Anti-Pinochet chileans with sign "Truth and Justice." as police officer watches demonstration.

Anti-Pinochet chileans with sign "Truth and Justice." as police officer watches demonstration.

© APGraphicsBank


 

Ensuring national authorities investigate and prosecute serious human rights violations before national courts.

History demonstrates that when genocide, crimes against humanity, war crimes, torture, extrajudicial executions and enforced disappearances have been committed, in nearly all cases, national authorities have failed to investigate and prosecute these crimes.

The common reasons for this failure have been:

  • Lack of political will.
  • Political decisions to establish amnesties protecting the perpetrators.
  • Collapse of the national legal system.
  • Inadequate national laws criminalizing the crimes.
  • Other legal obstacles to justice, including statutes of limitations and immunities.

Although in some instances international and internationalized criminal courts have been established to prosecute crimes in a few national situations, in practice they have only prosecuted them in a small number of cases.

To end the trend of impunity completely, it is essential that states directly affected by the crimes fulfil their responsibilities and that international courts or other states, acting on behalf of the entire international community, step in to do so when these states fail to act.

Establishing effective national frameworks to guarantee against impunity

Amnesty International is campaigning for all governments, regardless of whether they have been directly affected by these crimes in recent history, to:

  • ensure that national laws enable national authorities to investigate and prosecute these crimes wherever and whenever they have occurred without obstacles
  • ratify the Rome Statute of the International Criminal Court and the Agreement on Privileges and Immunities of the International Criminal Court and ensure that national law provides for full cooperation with the International Criminal Court, in case the national justice system is unable or unwilling to prosecute the crimes and the Court steps in.

▶ **Instruction A**:
Please answer these from the impunity text, one line each:
(i) What does the sign held by the anti-Pinochet Chileans say?
(ii) Which organization is campaigning for all governments to act against impunity?
(iii) Besides the Rome Statute, which agreement should governments ratify?
▶ **Instruction B**: Name every crime that the impunity text says national authorities have nearly always failed to investigate and prosecute.
The material that follows isn't needed for anything here.

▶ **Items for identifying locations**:
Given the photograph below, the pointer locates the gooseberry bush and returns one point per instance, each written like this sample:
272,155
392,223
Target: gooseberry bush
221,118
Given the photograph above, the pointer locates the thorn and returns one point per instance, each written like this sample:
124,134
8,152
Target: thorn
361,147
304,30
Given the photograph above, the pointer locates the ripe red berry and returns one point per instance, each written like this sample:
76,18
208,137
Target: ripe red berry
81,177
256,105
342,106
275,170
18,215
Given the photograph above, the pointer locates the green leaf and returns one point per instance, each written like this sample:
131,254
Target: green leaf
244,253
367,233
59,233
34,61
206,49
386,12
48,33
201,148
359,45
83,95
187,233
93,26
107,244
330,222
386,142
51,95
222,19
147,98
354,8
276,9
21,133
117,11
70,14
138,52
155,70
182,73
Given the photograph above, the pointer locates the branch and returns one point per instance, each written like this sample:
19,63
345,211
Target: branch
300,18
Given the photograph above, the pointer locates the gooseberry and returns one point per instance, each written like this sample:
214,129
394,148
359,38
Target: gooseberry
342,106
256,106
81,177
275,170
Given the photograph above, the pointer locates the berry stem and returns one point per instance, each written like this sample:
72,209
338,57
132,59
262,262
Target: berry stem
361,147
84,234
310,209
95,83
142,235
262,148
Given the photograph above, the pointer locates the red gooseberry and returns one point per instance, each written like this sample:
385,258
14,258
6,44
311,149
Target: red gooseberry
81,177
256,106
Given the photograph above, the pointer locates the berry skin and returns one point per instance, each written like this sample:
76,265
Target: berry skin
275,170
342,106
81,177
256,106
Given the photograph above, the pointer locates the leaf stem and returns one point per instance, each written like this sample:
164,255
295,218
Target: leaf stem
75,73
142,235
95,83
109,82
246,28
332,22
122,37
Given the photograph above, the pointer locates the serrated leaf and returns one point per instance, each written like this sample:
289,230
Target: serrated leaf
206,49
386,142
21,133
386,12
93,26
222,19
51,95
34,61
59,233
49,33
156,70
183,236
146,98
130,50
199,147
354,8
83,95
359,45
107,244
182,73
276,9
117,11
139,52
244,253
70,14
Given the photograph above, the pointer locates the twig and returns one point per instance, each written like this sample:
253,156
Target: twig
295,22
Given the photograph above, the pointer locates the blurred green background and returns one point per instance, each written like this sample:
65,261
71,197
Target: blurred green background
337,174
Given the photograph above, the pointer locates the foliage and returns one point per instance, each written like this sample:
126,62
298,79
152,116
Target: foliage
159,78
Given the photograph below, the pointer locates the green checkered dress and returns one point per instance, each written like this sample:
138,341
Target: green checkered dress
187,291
---
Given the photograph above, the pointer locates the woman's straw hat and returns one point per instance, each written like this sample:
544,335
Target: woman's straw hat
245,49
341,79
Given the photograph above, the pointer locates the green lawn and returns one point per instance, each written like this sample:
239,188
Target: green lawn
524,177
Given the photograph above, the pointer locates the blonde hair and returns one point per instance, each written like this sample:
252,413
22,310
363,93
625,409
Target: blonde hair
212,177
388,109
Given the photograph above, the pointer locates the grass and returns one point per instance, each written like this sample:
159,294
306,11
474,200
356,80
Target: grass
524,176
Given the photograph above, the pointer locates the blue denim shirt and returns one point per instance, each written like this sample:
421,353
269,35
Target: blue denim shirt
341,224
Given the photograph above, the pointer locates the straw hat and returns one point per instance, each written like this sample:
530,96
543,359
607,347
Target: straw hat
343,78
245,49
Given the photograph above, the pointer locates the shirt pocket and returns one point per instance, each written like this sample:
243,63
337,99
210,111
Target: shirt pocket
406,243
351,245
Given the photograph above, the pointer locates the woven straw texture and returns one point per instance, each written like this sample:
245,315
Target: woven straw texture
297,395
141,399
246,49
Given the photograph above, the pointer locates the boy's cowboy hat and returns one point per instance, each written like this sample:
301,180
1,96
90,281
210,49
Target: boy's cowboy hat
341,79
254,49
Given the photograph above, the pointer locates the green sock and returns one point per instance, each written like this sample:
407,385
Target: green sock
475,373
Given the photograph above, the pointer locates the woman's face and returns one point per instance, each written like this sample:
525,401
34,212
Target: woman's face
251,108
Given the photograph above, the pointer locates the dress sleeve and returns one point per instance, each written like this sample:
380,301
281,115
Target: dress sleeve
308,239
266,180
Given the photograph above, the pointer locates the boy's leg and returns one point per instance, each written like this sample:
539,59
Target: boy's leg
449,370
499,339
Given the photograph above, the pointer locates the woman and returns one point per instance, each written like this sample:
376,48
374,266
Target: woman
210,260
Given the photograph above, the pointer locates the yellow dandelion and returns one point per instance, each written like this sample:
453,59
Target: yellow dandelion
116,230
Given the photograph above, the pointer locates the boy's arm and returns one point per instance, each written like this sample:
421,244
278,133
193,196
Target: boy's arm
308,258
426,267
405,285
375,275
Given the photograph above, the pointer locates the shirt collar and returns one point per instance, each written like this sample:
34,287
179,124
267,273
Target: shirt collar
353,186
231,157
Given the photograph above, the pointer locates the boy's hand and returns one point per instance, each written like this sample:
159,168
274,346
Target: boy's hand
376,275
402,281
...
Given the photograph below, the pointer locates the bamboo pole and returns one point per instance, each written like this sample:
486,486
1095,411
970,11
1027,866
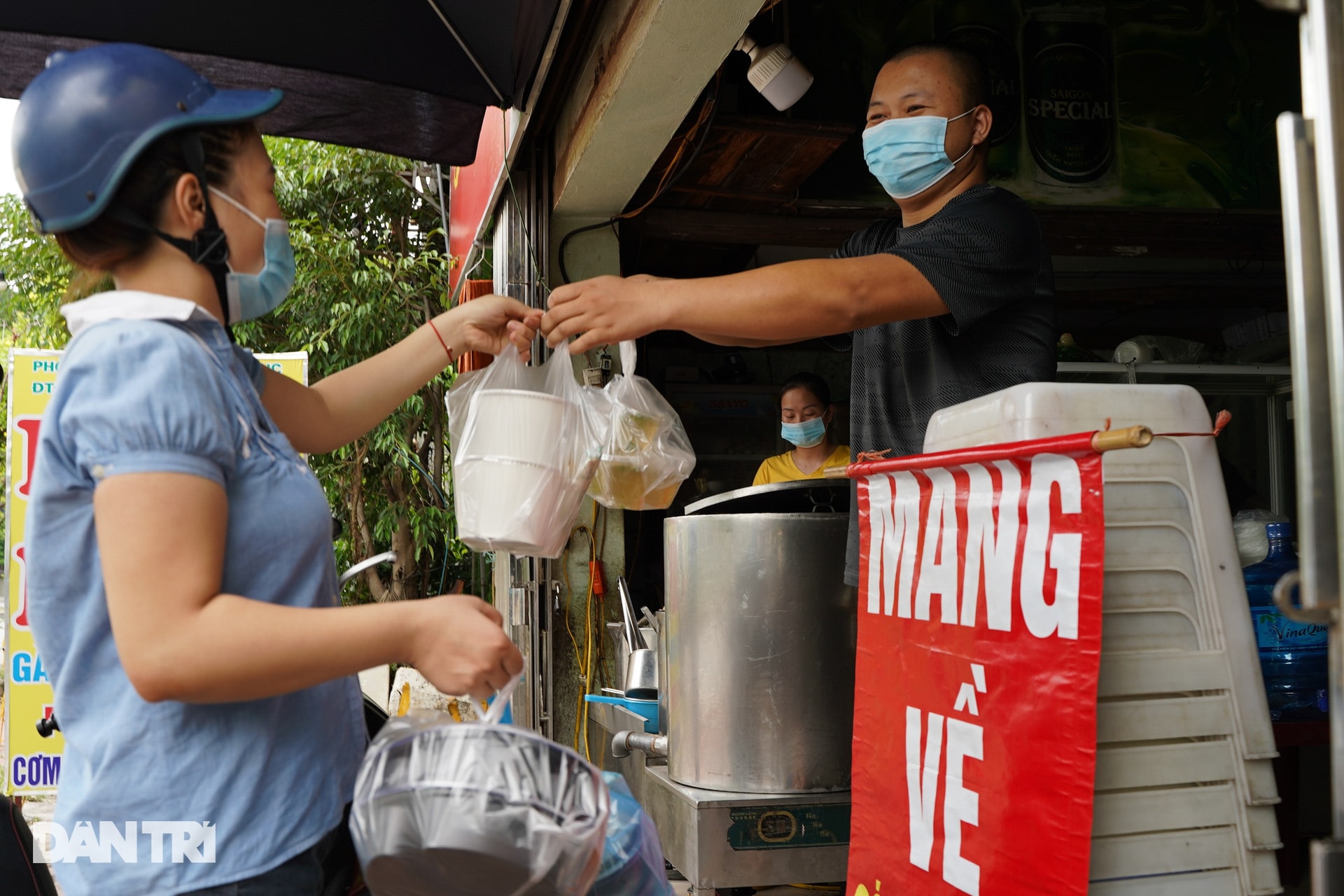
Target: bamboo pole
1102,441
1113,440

▶ **Task response A**:
(i) "Truth and Justice."
(ii) Amnesty International
(iii) The Agreement on Privileges and Immunities of the International Criminal Court

▶ **Task response B**: Genocide, crimes against humanity, war crimes, torture, extrajudicial executions, enforced disappearances